***** MATERIAL FOR THIS TASK

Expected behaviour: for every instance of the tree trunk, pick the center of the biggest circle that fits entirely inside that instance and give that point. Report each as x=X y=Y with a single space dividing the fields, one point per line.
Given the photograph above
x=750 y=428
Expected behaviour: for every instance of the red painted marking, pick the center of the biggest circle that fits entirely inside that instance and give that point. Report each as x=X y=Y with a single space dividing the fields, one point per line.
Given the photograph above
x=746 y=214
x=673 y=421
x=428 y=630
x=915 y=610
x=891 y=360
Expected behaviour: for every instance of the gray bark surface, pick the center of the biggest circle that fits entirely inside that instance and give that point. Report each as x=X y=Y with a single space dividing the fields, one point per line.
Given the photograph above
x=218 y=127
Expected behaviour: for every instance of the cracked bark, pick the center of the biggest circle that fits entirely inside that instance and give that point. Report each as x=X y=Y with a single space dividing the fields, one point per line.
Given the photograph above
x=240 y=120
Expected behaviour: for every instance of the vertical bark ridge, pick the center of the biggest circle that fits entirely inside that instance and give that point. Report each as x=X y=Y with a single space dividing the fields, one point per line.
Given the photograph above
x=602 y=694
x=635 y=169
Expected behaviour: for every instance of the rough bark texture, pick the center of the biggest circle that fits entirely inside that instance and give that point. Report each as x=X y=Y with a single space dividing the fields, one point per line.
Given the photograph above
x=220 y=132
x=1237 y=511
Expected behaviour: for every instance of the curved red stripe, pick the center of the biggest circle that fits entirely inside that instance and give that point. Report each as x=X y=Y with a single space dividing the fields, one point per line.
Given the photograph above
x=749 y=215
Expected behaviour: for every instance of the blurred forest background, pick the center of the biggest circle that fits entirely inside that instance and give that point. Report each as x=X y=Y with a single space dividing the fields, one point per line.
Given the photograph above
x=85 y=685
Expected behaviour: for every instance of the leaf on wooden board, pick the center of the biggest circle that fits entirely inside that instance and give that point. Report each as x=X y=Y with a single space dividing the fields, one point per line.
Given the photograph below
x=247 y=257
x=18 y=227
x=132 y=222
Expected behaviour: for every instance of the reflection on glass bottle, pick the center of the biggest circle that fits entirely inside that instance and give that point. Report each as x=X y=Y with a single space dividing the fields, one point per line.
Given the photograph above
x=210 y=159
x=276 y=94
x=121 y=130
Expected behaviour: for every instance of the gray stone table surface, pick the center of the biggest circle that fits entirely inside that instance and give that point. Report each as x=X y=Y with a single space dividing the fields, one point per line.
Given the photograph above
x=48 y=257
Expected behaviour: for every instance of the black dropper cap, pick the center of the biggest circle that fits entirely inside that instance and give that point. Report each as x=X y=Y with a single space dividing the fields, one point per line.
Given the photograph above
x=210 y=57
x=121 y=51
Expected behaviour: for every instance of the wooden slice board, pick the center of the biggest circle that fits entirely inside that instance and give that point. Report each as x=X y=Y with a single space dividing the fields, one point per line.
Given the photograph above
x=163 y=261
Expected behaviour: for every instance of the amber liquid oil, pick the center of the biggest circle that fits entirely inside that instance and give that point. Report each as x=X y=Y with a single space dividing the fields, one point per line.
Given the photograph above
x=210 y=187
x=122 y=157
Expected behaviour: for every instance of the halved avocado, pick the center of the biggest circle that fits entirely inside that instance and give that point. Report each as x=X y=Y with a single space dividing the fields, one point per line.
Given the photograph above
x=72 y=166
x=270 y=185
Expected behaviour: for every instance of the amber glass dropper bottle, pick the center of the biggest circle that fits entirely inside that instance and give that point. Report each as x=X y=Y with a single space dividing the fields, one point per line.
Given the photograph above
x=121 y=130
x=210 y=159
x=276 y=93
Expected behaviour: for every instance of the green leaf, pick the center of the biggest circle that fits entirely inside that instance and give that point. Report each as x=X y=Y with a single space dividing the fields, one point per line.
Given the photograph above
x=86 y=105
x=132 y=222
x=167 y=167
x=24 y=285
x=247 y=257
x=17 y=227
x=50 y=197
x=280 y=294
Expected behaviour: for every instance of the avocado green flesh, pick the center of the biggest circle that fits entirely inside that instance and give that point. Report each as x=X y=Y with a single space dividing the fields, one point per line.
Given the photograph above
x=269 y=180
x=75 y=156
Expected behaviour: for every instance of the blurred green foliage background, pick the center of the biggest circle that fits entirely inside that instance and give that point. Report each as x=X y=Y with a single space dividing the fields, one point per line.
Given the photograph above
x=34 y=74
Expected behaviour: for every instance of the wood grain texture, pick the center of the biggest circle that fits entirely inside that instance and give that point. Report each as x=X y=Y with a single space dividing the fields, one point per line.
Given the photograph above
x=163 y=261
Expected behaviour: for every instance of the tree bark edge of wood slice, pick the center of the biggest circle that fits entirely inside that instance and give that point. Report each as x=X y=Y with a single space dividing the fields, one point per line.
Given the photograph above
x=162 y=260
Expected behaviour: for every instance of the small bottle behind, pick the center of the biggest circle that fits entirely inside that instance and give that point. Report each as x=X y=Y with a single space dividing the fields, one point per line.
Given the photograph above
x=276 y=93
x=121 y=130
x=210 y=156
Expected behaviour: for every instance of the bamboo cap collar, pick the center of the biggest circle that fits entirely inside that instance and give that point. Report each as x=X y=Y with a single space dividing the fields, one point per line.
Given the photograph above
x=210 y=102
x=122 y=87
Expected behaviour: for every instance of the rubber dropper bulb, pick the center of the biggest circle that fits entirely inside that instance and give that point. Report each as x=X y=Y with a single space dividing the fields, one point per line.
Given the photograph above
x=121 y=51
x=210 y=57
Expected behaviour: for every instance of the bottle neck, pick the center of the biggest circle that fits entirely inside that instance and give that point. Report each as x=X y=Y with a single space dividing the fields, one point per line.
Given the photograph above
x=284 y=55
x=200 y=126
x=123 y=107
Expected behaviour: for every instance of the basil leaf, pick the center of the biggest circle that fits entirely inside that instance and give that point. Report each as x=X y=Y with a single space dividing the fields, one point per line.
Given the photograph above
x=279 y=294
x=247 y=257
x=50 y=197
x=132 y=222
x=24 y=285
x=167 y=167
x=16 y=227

**********

EXERCISE OBJECTIVE ▸ Lay out the stretch of the material above, from its first line through the line that contains "x=240 y=120", as a numbered list with blank lines omitted.

RESULT ▸
1. Expected behaviour: for every instance of the tree trunk, pick the center of the biggest circle that fits entirely inside that instance and give that point. Report each as x=X y=Y with a single space dividing the fields, one point per line.
2. Given the photograph above
3. x=750 y=428
4. Expected behaviour: for every instance of the red painted marking, pick the center of the biggest circle that fits entirely inside that instance and give that point. Report each as x=X y=Y with a single space dividing the fields, one point per line.
5. Given the photograph above
6. x=746 y=214
7. x=673 y=421
8. x=428 y=630
9. x=915 y=610
10. x=891 y=360
11. Expected behaviour: for every instance of the gray bark surface, pick the center of the biggest circle that fits entirely inside that instance and give that point. Report each as x=X y=Y with a single space dividing the fields, one point per line.
12. Given the photograph above
13. x=218 y=127
14. Expected behaviour: for every instance of the cracked bark, pick the center of the biggest circle that fits entirely inside that instance and give that point. Report each as x=X y=Y with a single space dividing the fields, one point per line.
15. Given the photograph above
16. x=240 y=120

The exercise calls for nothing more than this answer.